## Written task
Repeat exactly the lines of the listing from the line containing "Could you please identify the hill" through its last line, and nothing beyond them.

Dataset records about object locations
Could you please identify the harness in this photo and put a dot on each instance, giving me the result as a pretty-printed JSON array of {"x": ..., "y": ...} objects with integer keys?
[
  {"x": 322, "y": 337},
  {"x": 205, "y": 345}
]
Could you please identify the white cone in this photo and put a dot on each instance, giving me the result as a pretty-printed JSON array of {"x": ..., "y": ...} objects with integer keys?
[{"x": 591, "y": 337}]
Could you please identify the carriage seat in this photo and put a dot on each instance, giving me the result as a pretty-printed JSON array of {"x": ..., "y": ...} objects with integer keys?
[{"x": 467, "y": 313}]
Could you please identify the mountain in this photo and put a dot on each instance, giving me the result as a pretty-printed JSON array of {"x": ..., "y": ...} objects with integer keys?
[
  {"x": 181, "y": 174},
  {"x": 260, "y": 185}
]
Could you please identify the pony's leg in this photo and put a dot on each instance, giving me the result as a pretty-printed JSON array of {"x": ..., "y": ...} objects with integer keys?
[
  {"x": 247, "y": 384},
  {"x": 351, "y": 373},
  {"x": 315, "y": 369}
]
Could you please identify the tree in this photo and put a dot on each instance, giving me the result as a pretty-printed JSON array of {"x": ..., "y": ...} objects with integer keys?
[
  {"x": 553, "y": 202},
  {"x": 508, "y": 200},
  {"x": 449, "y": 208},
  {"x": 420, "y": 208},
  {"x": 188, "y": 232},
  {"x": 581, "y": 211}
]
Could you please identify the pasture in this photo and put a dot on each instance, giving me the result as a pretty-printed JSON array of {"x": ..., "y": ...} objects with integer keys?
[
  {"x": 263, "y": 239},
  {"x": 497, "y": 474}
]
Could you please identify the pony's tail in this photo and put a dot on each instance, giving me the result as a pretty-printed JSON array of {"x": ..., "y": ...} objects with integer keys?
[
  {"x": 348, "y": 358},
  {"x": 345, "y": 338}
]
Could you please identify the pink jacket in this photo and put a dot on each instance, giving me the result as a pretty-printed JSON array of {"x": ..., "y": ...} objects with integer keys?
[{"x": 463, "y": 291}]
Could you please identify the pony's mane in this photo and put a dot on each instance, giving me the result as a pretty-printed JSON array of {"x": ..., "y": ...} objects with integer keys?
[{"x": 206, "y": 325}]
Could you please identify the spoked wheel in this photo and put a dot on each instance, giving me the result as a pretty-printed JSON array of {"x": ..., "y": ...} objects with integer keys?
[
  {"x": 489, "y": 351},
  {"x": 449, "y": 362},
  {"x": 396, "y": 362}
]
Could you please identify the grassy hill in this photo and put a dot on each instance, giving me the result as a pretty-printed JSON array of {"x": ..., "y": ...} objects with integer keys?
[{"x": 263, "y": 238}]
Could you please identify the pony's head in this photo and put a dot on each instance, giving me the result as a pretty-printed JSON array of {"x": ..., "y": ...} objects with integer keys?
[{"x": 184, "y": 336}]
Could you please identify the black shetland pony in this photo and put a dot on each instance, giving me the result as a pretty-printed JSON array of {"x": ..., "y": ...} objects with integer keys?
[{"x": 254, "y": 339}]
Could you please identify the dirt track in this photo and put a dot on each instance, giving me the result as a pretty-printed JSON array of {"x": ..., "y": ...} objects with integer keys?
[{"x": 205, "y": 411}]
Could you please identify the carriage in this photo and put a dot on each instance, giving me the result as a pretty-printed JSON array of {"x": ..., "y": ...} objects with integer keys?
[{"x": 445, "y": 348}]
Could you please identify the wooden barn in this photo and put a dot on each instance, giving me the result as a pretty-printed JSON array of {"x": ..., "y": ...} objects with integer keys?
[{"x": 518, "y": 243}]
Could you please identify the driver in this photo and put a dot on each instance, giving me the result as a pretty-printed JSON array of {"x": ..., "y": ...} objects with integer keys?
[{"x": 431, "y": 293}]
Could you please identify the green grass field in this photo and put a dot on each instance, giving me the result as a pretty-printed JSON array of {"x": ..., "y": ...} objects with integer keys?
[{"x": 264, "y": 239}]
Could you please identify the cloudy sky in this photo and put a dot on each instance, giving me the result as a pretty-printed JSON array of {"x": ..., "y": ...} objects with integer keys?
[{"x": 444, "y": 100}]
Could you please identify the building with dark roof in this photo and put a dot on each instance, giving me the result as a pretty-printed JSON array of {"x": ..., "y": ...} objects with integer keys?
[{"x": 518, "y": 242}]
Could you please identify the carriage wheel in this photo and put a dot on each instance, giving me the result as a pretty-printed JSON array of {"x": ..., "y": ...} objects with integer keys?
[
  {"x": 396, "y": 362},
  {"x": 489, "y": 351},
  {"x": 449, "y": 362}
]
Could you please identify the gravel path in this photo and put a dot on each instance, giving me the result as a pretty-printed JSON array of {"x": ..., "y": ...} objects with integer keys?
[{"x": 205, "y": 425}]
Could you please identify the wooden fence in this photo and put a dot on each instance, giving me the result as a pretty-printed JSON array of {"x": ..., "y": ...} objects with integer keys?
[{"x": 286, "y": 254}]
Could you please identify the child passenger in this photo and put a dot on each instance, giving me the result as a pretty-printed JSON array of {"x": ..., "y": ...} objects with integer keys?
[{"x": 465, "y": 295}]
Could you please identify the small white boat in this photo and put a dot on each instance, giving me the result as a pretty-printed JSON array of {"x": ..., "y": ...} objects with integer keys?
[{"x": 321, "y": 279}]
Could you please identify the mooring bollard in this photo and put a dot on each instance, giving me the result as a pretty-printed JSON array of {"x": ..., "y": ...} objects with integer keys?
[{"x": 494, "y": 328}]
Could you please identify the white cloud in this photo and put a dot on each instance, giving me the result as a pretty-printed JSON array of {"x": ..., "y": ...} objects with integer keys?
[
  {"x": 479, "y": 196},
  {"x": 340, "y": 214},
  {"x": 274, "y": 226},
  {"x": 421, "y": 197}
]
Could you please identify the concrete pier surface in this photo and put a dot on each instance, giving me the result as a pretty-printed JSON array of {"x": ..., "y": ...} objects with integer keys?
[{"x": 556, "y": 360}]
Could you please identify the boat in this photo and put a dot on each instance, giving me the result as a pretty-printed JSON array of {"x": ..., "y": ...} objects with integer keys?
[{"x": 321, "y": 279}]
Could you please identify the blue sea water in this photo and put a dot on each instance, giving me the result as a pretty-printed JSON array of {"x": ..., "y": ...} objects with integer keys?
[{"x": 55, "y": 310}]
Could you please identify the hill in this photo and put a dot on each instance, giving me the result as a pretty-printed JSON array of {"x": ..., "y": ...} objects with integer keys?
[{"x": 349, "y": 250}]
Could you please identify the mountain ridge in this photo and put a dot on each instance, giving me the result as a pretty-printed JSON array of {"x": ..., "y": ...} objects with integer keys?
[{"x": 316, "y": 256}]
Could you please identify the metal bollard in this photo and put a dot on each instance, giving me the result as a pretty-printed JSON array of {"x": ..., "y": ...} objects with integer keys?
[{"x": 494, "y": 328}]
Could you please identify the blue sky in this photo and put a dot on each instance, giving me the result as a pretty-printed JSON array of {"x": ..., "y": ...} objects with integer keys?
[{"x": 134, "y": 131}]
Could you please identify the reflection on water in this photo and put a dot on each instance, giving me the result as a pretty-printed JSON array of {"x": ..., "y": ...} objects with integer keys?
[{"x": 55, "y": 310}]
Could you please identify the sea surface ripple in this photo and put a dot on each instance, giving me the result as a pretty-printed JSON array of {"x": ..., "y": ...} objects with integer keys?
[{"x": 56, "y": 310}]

## Solution to this task
Could you please identify the hill in this photo and put a dot on each instance, giving me the result as a pretty-printed JSON array of {"x": ..., "y": ...} objects with integer keys?
[{"x": 349, "y": 250}]
Could you please identify the mountain ridge in this photo and put a dot on each instance, giving me the result as a pretty-printed JSON array of {"x": ..., "y": ...} objects with integer keys?
[{"x": 316, "y": 256}]
Could you please identify the metal bollard in this photo and put a dot on each instance, giving me the result as a pretty-printed JSON array of {"x": ..., "y": ...} objects with integer keys?
[{"x": 494, "y": 328}]
Could you please identify the blue sky in this photo and put a dot on each instance, giving me the result as a pretty-printed JSON array of {"x": ..., "y": ...} objects with integer keys?
[{"x": 134, "y": 131}]
Could you please identify the reflection on water in this photo and put a dot on each instance, giving me the result as a pretty-printed JSON array of {"x": ..., "y": ...} objects with integer keys?
[{"x": 55, "y": 310}]
Could you please identify the sea surface ripple in this photo and put a dot on each instance, giving me the result as a pretty-printed JSON array of {"x": ..., "y": ...} objects with integer keys?
[{"x": 56, "y": 310}]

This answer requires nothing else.